- CONSIGNES
(A) Selon le cours sur la religion, en quelle année la séparation de l'Église et de l'État fut-elle prononcée en France ?
(B) Reprenez la rédaction du cours sur la religion à la suite de sa dernière phrase.

Cours sur la Religion
Publié le 03/06/2023
Extrait du document
«
LA RELIGION
Religio du latin religare : un lien qui nous unit à la divinité et des hommes entre
eux, religere : vouer un culte et respecter.
Religion : système de représentations des rapports de l’homme avec le monde
manifestant sa dépendance par rapport à des forces qui le dépassent.
Ces grands systèmes de croyances, de rites et de pratiques façonnent l’esprit des
peuples et sont les piliers de toutes les fonctions d’une civilisation : art,
philosophie, droit, politique.
La religion a longtemps été la base de la culture
jusqu’à la modernité.
En France, c’est en 1905 que fut prononcée la séparation
de l’Eglise et de l’Etat, la laïcité permettant la coexistence pacifique des
confessions religieuses hors des espaces publics et de l’école.
La dimension
privée de la conscience religieuse est un acquis irréversible ; fondant la tolérance
dans la dimension universaliste de la raison et de la réflexion philosophique.
Double aspect de la religion : institution sociale et objective et métaphysique
figurative qui s’exprime dans la religion populaire par un ensemble de croyances.

Relevés de pointage
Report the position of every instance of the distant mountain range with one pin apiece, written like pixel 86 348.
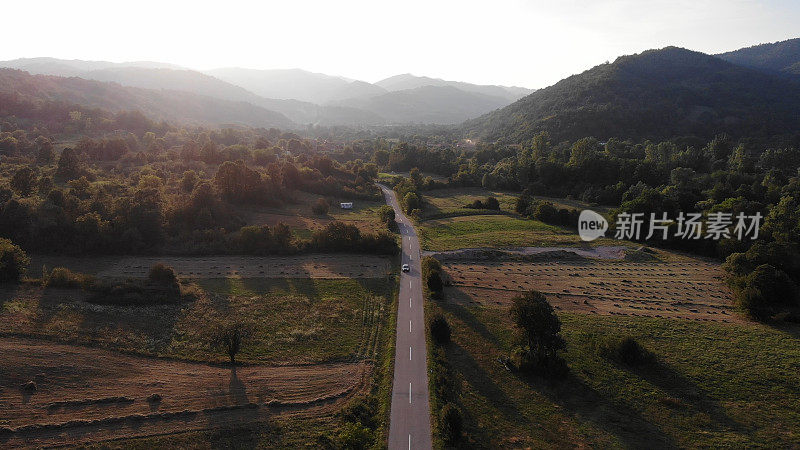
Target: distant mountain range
pixel 650 95
pixel 302 97
pixel 659 94
pixel 173 105
pixel 781 57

- RÉPONSES AUX CONSIGNES
(A) En 1905.

(B)
L’adhésion confiante à ces croyances a longtemps été synonyme de foi.
Hegel dans son cours sur La Philosophie de la religion fait une herméneutique
(interprétation) philosophique du christianisme et de la profondeur spéculative de
sa dogmatique élaborée par les Pères de l’Eglise.
Hegel, qui de réclament du
luthéranisme, a voulu, contre le rationalisme des Lumières qui l’avait élaguée de
sa dimension narrative et spéculative, réintroduire la religion dans le royaume
d’une raison concrète et élargie, capable de décrypter son langage spécifique.
On ne peut plus aujourd’hui, quelle que soit la religion considérée, se dispenser
d’une exégèse intelligente des textes fondateurs écrits en d’autres temps que le
nôtre.
La religion exprime le rapport de l’homme à l’Absolu
L’inconditionné ou l’Absolu sont ce que l’Homme appelle « Dieu ».
La triple mémoire de l’Occident
Brève histoire de la dénomination des religions
La religion et la magie
Du profane au sacré, du sacré au Saint
Les deux formes de la religion : religion statique et religion dynamique
a) Religion statique
b) Religion dynamique
La religion naturelle
Hegel : la religion est l’esprit conscient de son essence
La critique de la religion comme illusion
Feuerbach
Marx
Freud
Dieu est-il mort ?
Que veut dire Dieu personnel ?
Hypostases plotiniennes et hypostases chrétiennes
La raison et la foi sont-elles incompatibles ?
Conclusion
1) La religion exprime le rapport de l’homme à l’Absolu
Si la culture est la production de formes conditionnées par l’espace et le temps
dans lesquels se développe un peuple, la religion est l’orientation vers
l’Inconditionnée, autrement dit l’Absolu, ce qui relève de l’éternité.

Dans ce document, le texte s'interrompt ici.